**SET EXERCISE 1**. How many meta-commands does the automation protocol page describe, and which are they?
**SET EXERCISE 2**. Reproduce the automation protocol page word for word, everything from "A universal environment" down to "architecture, AI automation.".

Designing a Universal Automation Protocol with Five Meta-Commands for UI, CLI, and API - Devuly | Smart Analytics for Developers & Projects

A universal environment interaction protocol for AI agents uses five meta-commands—do, get, look, wait, and assert—to unify UI, terminal, API, and database automation. It addresses three major pain points: tightly coupled scripts, poor cross-environment portability, and weak agent generalization. Keywords: meta-command protocol, adapter architecture, AI automation.

Table of Contents

The technical specification snapshot defines the protocol at a glance

Parameter	Details
Core theme	Universal meta-command automation protocol
Interaction targets	UI, CLI, HTTP API, databases
Number of meta-commands	5 (`do` / `get` / `look` / `wait` / `assert`)

**SUPPLIED INFORMATION**.

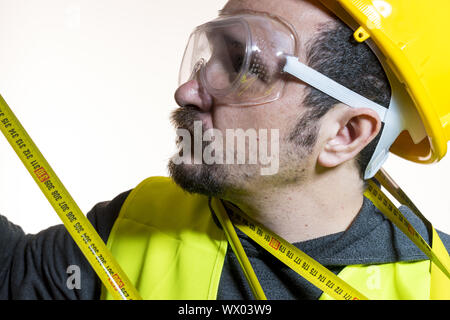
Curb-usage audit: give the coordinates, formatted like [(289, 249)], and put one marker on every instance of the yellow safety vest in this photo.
[(170, 247)]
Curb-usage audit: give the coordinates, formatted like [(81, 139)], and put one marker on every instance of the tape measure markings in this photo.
[(293, 257), (74, 220)]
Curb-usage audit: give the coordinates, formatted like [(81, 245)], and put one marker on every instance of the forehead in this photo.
[(306, 16)]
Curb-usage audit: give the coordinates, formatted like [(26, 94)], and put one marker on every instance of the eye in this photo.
[(236, 53)]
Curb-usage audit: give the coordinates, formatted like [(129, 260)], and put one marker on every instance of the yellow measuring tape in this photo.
[(79, 227), (312, 270)]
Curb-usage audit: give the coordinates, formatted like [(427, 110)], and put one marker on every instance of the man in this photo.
[(172, 244)]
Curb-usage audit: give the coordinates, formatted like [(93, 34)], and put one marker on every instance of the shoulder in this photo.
[(104, 214), (422, 229)]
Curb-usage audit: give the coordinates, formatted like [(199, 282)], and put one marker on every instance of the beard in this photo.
[(206, 179), (228, 180)]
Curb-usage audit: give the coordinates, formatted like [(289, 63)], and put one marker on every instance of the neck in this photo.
[(322, 204)]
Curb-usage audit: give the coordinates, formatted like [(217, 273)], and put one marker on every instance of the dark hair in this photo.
[(334, 53)]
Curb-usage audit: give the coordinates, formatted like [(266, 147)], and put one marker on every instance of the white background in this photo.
[(93, 81)]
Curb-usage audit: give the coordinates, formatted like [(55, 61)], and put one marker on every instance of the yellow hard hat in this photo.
[(411, 40)]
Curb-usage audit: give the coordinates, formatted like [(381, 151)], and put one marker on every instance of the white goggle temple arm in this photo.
[(400, 116)]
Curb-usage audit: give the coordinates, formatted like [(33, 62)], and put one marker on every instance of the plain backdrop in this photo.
[(93, 82)]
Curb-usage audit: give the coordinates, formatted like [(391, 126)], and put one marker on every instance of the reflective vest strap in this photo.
[(167, 243), (170, 248), (390, 281)]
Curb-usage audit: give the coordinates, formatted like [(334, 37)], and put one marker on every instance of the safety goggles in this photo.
[(245, 60)]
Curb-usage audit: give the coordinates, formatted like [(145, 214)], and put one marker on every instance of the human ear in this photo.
[(350, 130)]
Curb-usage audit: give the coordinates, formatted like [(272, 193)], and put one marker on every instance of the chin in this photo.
[(208, 180)]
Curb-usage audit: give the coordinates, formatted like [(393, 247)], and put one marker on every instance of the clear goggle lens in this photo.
[(239, 60)]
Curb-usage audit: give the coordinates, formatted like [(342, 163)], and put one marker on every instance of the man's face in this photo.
[(287, 161)]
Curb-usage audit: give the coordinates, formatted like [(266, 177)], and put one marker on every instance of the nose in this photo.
[(191, 93)]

**FULL SOLUTION 1**. Five: do, get, look, wait, and assert.

**FULL SOLUTION 2**.
A universal environment interaction protocol for AI agents uses five meta-commands—do, get, look, wait, and assert—to unify UI, terminal, API, and database automation. It addresses three major pain points: tightly coupled scripts, poor cross-environment portability, and weak agent generalization. Keywords: meta-command protocol, adapter architecture, AI automation.